Passage provided =>
^^^^^^^^
Penal Code §4030 (o) it states: "Nothing in this section shall be construed as limiting any common law or statutory rights of any person regarding any action for damages or injunctive relief, or as precluding the prosecution under another provision of law of any peace officer or other person who has violated this section."
When Deputy Seal was demanding that inmates display themselves naked before him and his Assistant Deputy Burch (female), one of those inmates requested that he (Seal) make available the prior written authorization as required under California Penal Code §4030 (f) and California Penal Code §4030 (i).
Deputy Seal stated that he did not require prior written authorization and when Deputy Burch asked him what was happening he said to her, "That only applies to body cavity searches." (Or words to that effect."
When the inmate looked over his shoulder he could see Seal looking at him, and Burch also watching, and behind them one of the female inmates on Laundry Exchange, sitting at a seat also watching.
Deputies Seal and Burch obviously did not think that Penal Code §4030 applied to them, and therefore, by logical extrapolation, were not carrying out an authorized or proper strip search as defined in Penal Code §4030.
This leaves the rather bizarre specter of a pair of out-of-control peace officers enjoying their own voyeuristic pursuits at the expense of the inmates.
In addition to the "strip searching," Deputy Burch was very carefully and meticulous examination of the soiled clothing of the inmates--paying particular attention to the soiled undergarments. She was also mingling and inspecting the personal drinking vessels of the inmates.
At no time did either Deputy change their protective rubber gloves or endearvour to steralize them between inmates.
It is common knowledge that at the time of this "search" there was an inmate in the POD who is "H.I.V. positive," and another inmate who is suffering from "Hepatitis C."
Certainly the rubber gloves would, in part, protect the wearers from infection, but those same gloves will transmit bacteria and viral contagious agents to anything they touched.
When the inmate complained he was told that the Deputies were "within policy."
^^^^^^^^
Material provided =>

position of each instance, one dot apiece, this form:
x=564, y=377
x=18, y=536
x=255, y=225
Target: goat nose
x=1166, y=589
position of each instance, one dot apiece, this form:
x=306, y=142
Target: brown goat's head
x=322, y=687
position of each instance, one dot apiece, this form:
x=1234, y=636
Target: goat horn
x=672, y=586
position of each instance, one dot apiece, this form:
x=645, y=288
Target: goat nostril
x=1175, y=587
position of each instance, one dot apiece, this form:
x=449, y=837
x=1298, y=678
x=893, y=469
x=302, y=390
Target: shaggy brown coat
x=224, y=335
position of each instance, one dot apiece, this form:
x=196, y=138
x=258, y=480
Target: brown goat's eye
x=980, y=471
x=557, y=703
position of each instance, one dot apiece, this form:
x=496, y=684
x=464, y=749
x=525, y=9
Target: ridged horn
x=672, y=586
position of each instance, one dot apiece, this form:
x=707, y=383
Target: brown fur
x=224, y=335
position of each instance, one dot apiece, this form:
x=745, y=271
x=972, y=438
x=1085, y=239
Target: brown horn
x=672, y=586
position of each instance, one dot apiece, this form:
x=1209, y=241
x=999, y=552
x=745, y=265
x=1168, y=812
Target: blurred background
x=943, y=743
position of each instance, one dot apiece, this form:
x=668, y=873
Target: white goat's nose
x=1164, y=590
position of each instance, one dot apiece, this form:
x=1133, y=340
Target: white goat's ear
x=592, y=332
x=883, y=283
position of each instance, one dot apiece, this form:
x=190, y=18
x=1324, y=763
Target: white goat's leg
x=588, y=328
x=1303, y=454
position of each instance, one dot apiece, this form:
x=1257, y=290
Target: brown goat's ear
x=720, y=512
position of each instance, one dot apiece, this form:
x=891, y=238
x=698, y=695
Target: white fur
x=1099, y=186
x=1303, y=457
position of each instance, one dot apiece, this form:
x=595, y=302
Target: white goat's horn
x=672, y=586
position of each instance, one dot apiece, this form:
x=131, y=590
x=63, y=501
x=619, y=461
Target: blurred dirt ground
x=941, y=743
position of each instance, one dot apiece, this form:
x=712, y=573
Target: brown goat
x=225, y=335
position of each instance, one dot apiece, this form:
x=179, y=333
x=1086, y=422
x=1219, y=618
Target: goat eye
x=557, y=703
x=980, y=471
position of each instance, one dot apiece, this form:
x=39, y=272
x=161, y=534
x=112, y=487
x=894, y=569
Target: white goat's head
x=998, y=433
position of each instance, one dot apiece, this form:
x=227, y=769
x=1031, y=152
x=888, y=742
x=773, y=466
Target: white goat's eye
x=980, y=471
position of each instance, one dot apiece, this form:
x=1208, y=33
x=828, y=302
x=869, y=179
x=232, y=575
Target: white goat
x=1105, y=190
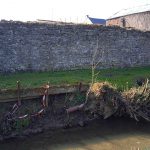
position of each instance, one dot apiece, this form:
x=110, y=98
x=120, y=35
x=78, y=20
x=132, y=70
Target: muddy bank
x=53, y=117
x=102, y=100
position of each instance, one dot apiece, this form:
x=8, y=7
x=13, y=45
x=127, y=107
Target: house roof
x=130, y=11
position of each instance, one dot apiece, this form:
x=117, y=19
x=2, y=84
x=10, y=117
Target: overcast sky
x=63, y=10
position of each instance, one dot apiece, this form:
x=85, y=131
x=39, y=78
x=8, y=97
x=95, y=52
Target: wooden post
x=18, y=92
x=47, y=94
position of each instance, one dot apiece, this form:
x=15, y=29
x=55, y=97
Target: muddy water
x=112, y=134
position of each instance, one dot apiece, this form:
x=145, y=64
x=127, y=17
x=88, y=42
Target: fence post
x=18, y=92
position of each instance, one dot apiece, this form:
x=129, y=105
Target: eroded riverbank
x=114, y=133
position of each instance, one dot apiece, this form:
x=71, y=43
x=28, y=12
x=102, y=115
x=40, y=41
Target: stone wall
x=138, y=21
x=36, y=46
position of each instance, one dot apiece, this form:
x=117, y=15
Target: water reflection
x=112, y=134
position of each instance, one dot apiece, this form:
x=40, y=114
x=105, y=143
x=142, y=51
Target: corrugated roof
x=129, y=11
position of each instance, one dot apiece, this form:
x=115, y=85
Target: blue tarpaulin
x=97, y=20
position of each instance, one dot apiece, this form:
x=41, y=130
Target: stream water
x=111, y=134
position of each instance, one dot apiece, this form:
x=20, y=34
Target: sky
x=63, y=10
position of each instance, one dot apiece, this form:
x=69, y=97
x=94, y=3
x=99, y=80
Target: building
x=137, y=18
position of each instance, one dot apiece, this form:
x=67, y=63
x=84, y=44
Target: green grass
x=119, y=77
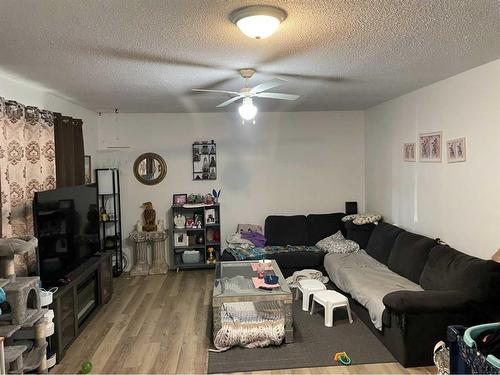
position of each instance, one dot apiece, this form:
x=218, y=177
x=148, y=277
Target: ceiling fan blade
x=218, y=91
x=268, y=85
x=276, y=95
x=229, y=101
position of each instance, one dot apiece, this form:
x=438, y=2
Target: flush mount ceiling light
x=258, y=21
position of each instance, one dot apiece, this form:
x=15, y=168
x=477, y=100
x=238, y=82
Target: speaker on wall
x=351, y=208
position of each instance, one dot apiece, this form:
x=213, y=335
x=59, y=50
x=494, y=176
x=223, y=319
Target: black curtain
x=68, y=137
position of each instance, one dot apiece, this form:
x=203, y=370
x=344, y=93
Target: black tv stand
x=89, y=287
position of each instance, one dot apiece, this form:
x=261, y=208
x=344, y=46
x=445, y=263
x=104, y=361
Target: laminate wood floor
x=159, y=324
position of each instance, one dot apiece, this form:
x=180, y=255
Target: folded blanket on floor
x=305, y=275
x=250, y=325
x=262, y=252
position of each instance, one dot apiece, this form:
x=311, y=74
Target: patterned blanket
x=262, y=252
x=250, y=325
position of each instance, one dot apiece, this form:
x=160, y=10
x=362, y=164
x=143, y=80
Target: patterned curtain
x=27, y=163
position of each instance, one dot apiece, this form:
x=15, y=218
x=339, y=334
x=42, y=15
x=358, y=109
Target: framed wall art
x=204, y=161
x=409, y=152
x=180, y=199
x=456, y=150
x=430, y=147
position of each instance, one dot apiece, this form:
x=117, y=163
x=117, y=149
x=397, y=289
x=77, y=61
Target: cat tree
x=22, y=311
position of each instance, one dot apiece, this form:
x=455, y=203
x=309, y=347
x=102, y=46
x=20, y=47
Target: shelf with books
x=204, y=238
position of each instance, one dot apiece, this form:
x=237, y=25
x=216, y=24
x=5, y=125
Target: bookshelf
x=198, y=239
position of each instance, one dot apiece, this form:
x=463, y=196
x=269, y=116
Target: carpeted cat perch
x=21, y=311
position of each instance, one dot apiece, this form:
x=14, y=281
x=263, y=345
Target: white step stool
x=330, y=300
x=308, y=287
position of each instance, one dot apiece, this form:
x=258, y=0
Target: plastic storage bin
x=191, y=257
x=464, y=356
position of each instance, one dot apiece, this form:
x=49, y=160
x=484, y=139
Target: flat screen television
x=66, y=222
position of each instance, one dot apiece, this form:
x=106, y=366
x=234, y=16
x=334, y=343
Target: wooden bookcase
x=199, y=239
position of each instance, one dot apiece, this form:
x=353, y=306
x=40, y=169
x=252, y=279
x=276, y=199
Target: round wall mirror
x=150, y=168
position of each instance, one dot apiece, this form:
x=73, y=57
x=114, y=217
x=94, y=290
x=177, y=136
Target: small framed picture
x=210, y=216
x=430, y=147
x=180, y=198
x=456, y=150
x=181, y=239
x=88, y=169
x=409, y=153
x=204, y=160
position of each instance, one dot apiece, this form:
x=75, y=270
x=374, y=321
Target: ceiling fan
x=247, y=109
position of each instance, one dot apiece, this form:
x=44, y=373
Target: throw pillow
x=336, y=243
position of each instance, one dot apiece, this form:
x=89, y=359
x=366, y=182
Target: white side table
x=307, y=288
x=330, y=300
x=158, y=261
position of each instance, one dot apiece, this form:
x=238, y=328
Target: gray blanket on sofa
x=366, y=280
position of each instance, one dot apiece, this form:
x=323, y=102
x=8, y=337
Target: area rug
x=314, y=346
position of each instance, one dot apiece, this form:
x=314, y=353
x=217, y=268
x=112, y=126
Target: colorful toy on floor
x=86, y=367
x=342, y=358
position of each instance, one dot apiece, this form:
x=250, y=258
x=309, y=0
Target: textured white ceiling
x=146, y=55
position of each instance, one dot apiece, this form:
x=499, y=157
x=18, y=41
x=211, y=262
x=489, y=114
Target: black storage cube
x=359, y=233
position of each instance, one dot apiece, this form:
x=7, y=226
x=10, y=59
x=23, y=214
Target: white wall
x=287, y=163
x=28, y=93
x=459, y=203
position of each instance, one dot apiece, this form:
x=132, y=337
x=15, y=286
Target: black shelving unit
x=110, y=231
x=201, y=247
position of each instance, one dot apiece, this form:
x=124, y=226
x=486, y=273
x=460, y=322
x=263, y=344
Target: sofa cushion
x=382, y=240
x=286, y=230
x=409, y=255
x=359, y=233
x=336, y=243
x=449, y=269
x=320, y=226
x=298, y=259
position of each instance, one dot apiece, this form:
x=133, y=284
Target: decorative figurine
x=149, y=217
x=211, y=258
x=160, y=225
x=179, y=221
x=197, y=221
x=104, y=215
x=209, y=199
x=216, y=195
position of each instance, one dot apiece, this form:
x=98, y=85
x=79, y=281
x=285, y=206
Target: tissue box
x=191, y=256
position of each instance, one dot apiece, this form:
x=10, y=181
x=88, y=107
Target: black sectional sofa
x=298, y=230
x=457, y=289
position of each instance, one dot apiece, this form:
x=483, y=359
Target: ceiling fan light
x=247, y=110
x=258, y=22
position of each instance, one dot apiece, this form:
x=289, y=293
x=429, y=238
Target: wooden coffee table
x=247, y=293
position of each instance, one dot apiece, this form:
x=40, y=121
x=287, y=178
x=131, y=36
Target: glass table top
x=235, y=279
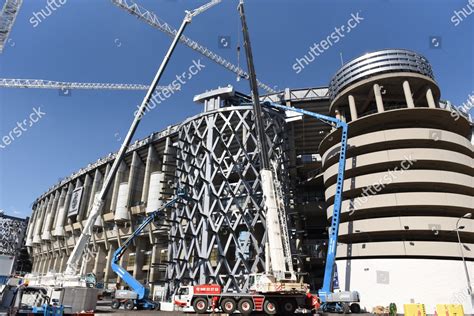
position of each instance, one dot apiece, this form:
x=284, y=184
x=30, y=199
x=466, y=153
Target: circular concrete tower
x=408, y=181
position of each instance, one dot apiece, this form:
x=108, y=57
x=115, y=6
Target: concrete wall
x=404, y=281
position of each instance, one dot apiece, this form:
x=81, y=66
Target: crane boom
x=7, y=19
x=278, y=254
x=326, y=292
x=85, y=236
x=50, y=84
x=152, y=19
x=138, y=288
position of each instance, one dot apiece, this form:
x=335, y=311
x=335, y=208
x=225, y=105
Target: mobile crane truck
x=138, y=296
x=276, y=291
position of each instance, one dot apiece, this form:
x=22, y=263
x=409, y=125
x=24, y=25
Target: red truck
x=209, y=297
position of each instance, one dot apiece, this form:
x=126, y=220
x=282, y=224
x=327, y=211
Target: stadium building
x=408, y=184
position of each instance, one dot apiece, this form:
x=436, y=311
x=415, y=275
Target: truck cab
x=184, y=296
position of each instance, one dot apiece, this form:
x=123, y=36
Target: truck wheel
x=200, y=305
x=115, y=304
x=245, y=306
x=355, y=308
x=228, y=305
x=270, y=307
x=129, y=304
x=288, y=307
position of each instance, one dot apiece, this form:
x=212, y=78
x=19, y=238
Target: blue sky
x=94, y=41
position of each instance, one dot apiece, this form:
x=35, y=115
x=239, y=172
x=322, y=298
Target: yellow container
x=414, y=309
x=449, y=310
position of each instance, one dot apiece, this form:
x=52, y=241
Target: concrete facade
x=409, y=177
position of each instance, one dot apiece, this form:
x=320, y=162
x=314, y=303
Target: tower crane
x=82, y=242
x=152, y=19
x=7, y=19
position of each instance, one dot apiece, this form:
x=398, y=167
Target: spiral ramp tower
x=409, y=178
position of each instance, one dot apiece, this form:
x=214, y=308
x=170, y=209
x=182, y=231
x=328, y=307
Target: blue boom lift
x=138, y=296
x=344, y=300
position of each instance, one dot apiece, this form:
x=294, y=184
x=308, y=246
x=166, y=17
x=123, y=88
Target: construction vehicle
x=138, y=295
x=341, y=301
x=276, y=291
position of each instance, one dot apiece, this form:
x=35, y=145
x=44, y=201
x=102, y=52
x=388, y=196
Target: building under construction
x=409, y=178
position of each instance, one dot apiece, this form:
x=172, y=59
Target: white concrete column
x=138, y=273
x=64, y=258
x=45, y=233
x=150, y=166
x=100, y=262
x=408, y=95
x=155, y=258
x=39, y=221
x=118, y=179
x=430, y=98
x=54, y=211
x=67, y=201
x=135, y=180
x=31, y=226
x=82, y=214
x=352, y=108
x=109, y=275
x=378, y=98
x=96, y=185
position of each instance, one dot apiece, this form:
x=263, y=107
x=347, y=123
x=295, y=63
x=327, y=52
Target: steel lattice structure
x=219, y=236
x=12, y=232
x=7, y=19
x=152, y=19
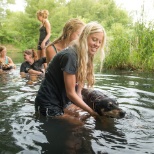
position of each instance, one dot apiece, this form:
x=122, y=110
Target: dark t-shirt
x=52, y=93
x=37, y=65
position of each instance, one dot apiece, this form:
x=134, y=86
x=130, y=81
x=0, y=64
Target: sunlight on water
x=23, y=132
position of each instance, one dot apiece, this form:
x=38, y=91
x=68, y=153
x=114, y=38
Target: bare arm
x=70, y=82
x=50, y=53
x=34, y=72
x=11, y=63
x=48, y=29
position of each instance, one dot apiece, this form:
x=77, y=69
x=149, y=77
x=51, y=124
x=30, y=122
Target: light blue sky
x=134, y=8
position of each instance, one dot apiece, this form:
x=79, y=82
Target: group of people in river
x=67, y=64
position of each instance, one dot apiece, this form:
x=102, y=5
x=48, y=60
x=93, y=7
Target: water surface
x=22, y=132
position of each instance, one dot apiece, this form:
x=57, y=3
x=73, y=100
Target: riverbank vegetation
x=130, y=45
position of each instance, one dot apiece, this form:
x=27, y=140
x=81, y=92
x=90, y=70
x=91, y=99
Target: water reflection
x=24, y=132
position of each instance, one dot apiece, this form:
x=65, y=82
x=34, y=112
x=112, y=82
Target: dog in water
x=102, y=104
x=99, y=102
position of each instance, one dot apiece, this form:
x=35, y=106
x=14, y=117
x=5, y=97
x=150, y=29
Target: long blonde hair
x=43, y=13
x=85, y=60
x=31, y=52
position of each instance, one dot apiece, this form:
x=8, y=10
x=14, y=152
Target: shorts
x=39, y=44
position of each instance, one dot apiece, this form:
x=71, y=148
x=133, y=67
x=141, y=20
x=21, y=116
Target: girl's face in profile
x=27, y=57
x=3, y=52
x=39, y=18
x=76, y=34
x=94, y=42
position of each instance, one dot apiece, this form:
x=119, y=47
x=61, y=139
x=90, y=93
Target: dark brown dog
x=102, y=104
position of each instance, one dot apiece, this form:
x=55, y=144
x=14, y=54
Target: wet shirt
x=37, y=65
x=52, y=93
x=43, y=33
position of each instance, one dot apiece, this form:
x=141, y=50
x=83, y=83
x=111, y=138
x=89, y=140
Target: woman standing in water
x=45, y=32
x=70, y=67
x=71, y=31
x=5, y=60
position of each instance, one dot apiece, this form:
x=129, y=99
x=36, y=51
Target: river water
x=22, y=132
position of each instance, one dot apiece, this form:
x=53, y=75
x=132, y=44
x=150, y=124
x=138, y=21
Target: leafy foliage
x=129, y=46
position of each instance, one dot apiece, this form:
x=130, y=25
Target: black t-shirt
x=52, y=91
x=37, y=65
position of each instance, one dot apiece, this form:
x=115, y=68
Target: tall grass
x=131, y=48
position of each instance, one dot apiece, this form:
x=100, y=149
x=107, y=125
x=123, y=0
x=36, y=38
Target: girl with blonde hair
x=5, y=60
x=71, y=66
x=71, y=31
x=45, y=32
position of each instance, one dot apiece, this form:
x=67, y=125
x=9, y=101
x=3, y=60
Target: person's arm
x=70, y=82
x=48, y=29
x=11, y=63
x=50, y=53
x=34, y=72
x=79, y=89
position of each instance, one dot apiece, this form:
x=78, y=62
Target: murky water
x=22, y=132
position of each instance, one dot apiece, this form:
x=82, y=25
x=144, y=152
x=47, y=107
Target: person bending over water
x=5, y=61
x=32, y=65
x=71, y=66
x=71, y=31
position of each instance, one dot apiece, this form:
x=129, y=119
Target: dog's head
x=108, y=107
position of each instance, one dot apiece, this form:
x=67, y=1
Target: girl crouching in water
x=71, y=66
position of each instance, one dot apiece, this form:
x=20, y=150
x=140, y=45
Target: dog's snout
x=122, y=114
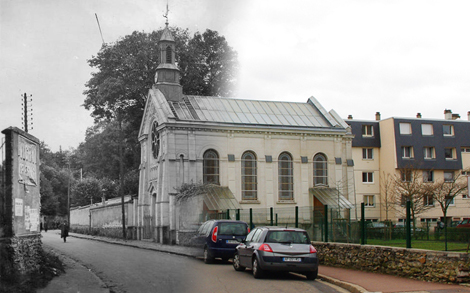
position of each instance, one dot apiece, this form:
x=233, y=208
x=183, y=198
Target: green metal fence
x=343, y=225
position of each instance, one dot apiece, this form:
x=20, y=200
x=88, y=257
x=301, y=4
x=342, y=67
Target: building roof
x=238, y=111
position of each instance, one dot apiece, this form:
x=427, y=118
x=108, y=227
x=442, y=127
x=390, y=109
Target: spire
x=166, y=14
x=167, y=75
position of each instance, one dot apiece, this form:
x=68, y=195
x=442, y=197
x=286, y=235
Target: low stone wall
x=184, y=237
x=427, y=265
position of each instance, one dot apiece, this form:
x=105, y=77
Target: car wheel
x=257, y=271
x=236, y=263
x=311, y=275
x=207, y=258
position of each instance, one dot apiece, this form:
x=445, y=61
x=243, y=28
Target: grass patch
x=50, y=267
x=422, y=244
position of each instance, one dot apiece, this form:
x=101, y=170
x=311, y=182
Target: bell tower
x=167, y=76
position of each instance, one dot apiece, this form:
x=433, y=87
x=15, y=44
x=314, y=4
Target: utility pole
x=25, y=112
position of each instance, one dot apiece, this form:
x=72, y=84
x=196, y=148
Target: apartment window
x=406, y=175
x=427, y=130
x=407, y=152
x=367, y=177
x=428, y=200
x=428, y=176
x=320, y=170
x=449, y=153
x=448, y=176
x=429, y=153
x=369, y=201
x=465, y=149
x=405, y=128
x=367, y=130
x=367, y=154
x=403, y=200
x=448, y=129
x=249, y=176
x=451, y=202
x=286, y=177
x=211, y=167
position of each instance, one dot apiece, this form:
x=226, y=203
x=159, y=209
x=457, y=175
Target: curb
x=353, y=288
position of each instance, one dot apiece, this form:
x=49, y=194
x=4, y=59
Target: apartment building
x=382, y=148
^^^^^^^^
Task item => From the account of the jail strip search, return word for word the stretch that begins at the words "In addition to" and stops after "them between inmates.". The entries are separate material, unrelated to the text.

Response to the exercise =>
In addition to the "strip searching," Deputy Burch was very carefully and meticulous examination of the soiled clothing of the inmates--paying particular attention to the soiled undergarments. She was also mingling and inspecting the personal drinking vessels of the inmates.
At no time did either Deputy change their protective rubber gloves or endearvour to steralize them between inmates.